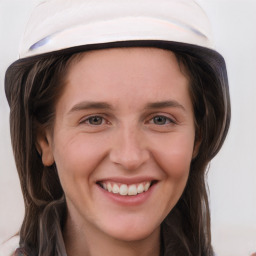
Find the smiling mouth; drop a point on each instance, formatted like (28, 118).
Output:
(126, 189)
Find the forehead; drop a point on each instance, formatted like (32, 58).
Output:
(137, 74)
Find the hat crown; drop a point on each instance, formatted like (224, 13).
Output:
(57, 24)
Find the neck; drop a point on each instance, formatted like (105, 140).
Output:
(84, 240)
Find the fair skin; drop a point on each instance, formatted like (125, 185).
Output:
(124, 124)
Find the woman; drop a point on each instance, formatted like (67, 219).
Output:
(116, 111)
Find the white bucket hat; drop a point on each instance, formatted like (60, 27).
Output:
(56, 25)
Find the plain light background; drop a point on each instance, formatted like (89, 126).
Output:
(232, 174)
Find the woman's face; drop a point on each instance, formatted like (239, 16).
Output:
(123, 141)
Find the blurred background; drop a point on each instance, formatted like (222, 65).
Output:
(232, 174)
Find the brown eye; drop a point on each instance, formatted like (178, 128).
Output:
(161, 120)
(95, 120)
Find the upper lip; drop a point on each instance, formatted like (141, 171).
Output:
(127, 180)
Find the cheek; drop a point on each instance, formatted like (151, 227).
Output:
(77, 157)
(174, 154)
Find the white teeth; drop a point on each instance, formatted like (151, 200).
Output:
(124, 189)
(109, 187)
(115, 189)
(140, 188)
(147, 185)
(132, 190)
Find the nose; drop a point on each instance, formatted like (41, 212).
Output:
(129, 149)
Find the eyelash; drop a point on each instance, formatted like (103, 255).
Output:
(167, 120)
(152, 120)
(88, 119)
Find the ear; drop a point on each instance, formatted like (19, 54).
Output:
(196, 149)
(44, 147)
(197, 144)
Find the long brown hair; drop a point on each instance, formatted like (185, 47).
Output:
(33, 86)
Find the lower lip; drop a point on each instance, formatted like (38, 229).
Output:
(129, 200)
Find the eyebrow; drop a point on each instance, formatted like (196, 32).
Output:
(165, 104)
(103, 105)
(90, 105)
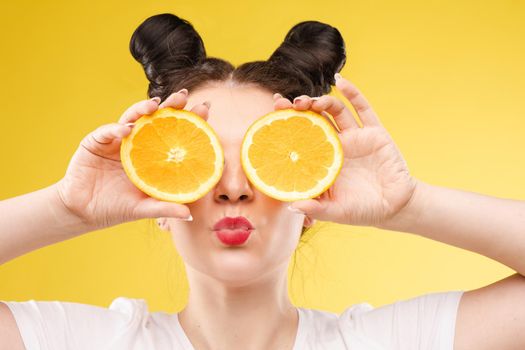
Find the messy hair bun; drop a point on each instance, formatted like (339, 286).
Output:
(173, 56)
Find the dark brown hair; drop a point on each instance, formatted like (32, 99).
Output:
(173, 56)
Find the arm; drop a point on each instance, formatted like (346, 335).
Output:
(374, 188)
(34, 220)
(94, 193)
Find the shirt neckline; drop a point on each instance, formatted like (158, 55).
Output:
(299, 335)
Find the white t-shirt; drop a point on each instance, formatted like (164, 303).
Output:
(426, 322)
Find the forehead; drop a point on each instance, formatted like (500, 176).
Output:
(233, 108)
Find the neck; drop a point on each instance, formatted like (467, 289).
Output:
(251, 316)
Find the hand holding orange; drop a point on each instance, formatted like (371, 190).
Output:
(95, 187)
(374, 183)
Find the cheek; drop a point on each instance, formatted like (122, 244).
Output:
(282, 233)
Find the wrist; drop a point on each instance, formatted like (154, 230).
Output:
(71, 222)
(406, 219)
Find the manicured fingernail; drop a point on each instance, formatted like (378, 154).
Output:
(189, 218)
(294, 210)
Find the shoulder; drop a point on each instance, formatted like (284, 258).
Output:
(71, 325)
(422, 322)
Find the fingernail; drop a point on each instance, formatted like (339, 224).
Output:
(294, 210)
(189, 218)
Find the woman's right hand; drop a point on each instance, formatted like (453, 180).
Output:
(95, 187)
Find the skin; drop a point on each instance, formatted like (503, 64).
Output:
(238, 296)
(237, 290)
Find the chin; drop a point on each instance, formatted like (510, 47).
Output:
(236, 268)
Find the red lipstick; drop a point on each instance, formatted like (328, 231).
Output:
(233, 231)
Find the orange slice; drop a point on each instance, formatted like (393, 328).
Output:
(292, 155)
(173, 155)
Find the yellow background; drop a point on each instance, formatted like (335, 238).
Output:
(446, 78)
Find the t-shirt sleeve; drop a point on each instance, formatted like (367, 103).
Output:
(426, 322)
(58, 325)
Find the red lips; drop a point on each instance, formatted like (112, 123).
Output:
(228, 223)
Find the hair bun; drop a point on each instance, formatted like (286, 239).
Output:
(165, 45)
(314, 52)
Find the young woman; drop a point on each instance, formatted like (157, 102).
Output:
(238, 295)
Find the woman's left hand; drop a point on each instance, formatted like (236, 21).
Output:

--

● **What to work on**: Where a line of the data holds the word "fingernail", copy that line.

● **Result of this exercise**:
Find the manicured fingernail; drop a point on each instance, formatted like (378, 154).
Find the fingernail; drop a point on each instance, formatted like (339, 224).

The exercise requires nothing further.